### YOUR GOAL
Starting with the line containing "Question. Place a dot on every instance of the gray" and going on through the end of the items below, reproduce every line, requests included, offsetting each coordinate in the answers by adding 21 to it.

### DATA
○ ○ ○ ○ ○ ○ ○
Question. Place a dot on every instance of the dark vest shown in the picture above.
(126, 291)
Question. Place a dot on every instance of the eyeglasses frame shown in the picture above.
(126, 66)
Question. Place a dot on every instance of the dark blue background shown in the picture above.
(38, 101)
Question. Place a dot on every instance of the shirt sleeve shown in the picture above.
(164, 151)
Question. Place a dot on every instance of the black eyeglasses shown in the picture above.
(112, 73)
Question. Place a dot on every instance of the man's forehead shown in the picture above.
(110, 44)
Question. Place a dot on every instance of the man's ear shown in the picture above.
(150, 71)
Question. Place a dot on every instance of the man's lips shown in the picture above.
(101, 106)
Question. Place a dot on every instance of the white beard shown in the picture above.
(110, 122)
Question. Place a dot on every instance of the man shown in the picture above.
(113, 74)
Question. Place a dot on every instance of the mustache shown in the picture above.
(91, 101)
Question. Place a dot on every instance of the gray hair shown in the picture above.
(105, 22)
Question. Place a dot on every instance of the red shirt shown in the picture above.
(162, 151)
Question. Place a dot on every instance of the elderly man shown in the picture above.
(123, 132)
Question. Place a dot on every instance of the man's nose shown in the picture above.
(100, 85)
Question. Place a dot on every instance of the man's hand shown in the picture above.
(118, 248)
○ ○ ○ ○ ○ ○ ○
### THE RESPONSE
Question. Place a dot on every instance of the gray hair shown in the picture above.
(126, 43)
Question. Place a dot on every instance of the red shirt shown in the picture above.
(183, 172)
Question. Place a dot on every instance of the elderly man shown in the picture above.
(144, 153)
Question. Place a dot on every instance of the man's nose shown in the picture above.
(121, 106)
Question. Place a dot on every instance of the man's hand shown in the picture above.
(139, 269)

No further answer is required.